[EXERCISE OBJECTIVE]
Turn every line of the records below into a Markdown table with the columns Row and Line, numbering the rows and omitting blank lines.

[Data drawn from a collection]

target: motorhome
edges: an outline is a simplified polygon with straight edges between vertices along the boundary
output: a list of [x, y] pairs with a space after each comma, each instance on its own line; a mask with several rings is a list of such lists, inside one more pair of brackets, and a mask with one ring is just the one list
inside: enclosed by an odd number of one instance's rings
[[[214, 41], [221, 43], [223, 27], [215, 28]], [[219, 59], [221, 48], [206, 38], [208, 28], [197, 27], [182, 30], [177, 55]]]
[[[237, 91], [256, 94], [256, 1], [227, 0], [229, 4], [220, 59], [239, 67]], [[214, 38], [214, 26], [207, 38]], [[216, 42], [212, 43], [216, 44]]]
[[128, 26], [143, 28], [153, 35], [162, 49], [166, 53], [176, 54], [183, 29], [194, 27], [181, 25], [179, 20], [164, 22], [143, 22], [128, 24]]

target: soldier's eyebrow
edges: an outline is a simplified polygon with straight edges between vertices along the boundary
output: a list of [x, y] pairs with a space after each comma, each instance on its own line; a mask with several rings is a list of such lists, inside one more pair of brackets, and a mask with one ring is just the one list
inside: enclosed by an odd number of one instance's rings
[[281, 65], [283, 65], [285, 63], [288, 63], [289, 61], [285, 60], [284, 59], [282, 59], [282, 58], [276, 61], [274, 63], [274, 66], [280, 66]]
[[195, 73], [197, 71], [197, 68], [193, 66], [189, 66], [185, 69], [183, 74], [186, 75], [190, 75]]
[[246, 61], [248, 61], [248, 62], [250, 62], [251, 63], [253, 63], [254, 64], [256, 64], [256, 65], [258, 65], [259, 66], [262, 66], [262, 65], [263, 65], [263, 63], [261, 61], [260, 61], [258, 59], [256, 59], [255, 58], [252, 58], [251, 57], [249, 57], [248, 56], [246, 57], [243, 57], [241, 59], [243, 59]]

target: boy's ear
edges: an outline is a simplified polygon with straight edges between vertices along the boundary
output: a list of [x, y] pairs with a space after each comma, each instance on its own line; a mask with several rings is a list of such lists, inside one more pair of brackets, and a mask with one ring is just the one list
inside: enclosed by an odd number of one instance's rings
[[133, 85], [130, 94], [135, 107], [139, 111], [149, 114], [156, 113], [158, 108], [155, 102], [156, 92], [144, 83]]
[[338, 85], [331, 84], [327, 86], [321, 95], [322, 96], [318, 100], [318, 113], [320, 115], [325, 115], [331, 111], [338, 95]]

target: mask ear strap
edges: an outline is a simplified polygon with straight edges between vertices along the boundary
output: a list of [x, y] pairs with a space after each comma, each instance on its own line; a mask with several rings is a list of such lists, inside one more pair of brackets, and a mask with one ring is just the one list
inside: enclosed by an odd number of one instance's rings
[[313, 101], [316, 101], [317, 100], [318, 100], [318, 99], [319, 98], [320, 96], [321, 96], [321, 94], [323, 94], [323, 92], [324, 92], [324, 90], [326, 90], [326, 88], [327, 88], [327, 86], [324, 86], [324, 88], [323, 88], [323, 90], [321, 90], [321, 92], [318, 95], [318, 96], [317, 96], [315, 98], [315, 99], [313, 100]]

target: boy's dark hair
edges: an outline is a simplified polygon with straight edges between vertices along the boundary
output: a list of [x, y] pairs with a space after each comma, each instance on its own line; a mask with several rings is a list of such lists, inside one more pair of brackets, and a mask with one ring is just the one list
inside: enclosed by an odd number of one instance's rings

[RESULT FOR THIS TASK]
| Row | Line |
|---|---|
| 1 | target: motorhome |
| 2 | edges: an outline is a simplified polygon with straight edges between vertices along the boundary |
| 3 | output: a list of [x, y] pairs with a space after each comma, each instance on its own line; a mask with several rings is a list of such lists, inside one more pair of brackets, and a mask with one ring is just the one list |
| 4 | inside: enclosed by an odd number of one instance's rings |
| 5 | [[[214, 41], [221, 43], [223, 27], [215, 28]], [[219, 59], [221, 48], [206, 38], [208, 28], [197, 27], [182, 30], [177, 55]]] |
| 6 | [[[237, 91], [256, 94], [256, 1], [227, 0], [229, 4], [220, 59], [239, 67]], [[214, 38], [214, 26], [207, 38]], [[216, 42], [212, 43], [216, 44]]] |
| 7 | [[128, 26], [143, 28], [153, 35], [162, 49], [166, 53], [176, 54], [183, 29], [194, 27], [181, 25], [179, 20], [164, 22], [143, 22], [128, 24]] |
| 8 | target: soldier's eyebrow |
| 9 | edges: an outline is a simplified polygon with straight edges between vertices along the boundary |
| 10 | output: a list of [x, y] pairs with a space after each comma, each instance on its own line; a mask with several rings is a list of such lists, inside one more pair of brackets, and a mask with one ring is just the one list |
| 11 | inside: enclosed by an odd number of one instance's rings |
| 12 | [[281, 65], [283, 65], [285, 63], [288, 63], [289, 61], [285, 60], [284, 59], [282, 59], [282, 58], [276, 61], [274, 63], [274, 66], [280, 66]] |
| 13 | [[195, 73], [197, 71], [197, 68], [193, 66], [189, 66], [185, 69], [183, 74], [186, 75], [190, 75]] |
| 14 | [[246, 61], [248, 61], [248, 62], [250, 62], [251, 63], [253, 63], [254, 64], [256, 64], [256, 65], [258, 65], [259, 66], [262, 66], [262, 65], [263, 65], [263, 63], [261, 61], [260, 61], [258, 59], [256, 59], [255, 58], [252, 58], [251, 57], [249, 57], [248, 56], [246, 57], [243, 57], [241, 59], [243, 59]] |
| 15 | target: boy's ear |
| 16 | edges: an outline is a simplified polygon with straight edges between vertices along the boundary |
| 17 | output: a list of [x, y] pairs with a space after each comma, each instance on its own line; a mask with several rings is a list of such lists, inside one more pair of brackets, and a mask with one ring is just the one list |
| 18 | inside: enclosed by an odd number of one instance's rings |
| 19 | [[133, 85], [130, 94], [135, 107], [139, 111], [149, 114], [156, 113], [158, 108], [155, 102], [156, 92], [144, 83]] |
| 20 | [[338, 85], [331, 84], [327, 86], [321, 95], [322, 96], [318, 100], [318, 113], [320, 115], [325, 115], [331, 111], [338, 95]] |
| 21 | target: mask ear strap |
| 22 | edges: an outline is a simplified polygon with straight edges between vertices along the boundary |
| 23 | output: a list of [x, y] pairs with a space after each comma, each instance on its own line; a mask with several rings is a list of such lists, inside one more pair of brackets, and a mask with one ring is just the one list |
| 24 | inside: enclosed by an odd number of one instance's rings |
| 25 | [[313, 101], [316, 101], [317, 100], [318, 100], [318, 99], [319, 98], [320, 96], [321, 96], [321, 94], [323, 94], [323, 92], [324, 92], [324, 90], [326, 90], [326, 88], [327, 88], [327, 86], [324, 86], [324, 88], [323, 88], [323, 90], [321, 90], [321, 92], [318, 95], [318, 96], [317, 96], [315, 98], [315, 99], [313, 100]] |
| 26 | target: boy's dark hair |
| 27 | edges: an outline is a simplified polygon with straight edges between vertices along the boundary |
| 28 | output: a list of [x, y] pairs with a space after each comma, each instance on its own line; a mask with several rings is a list of such lists, inside one more pair of brackets, and a mask with one ring is just the one list |
| 29 | inside: enclosed by an odd number of one instance's rings |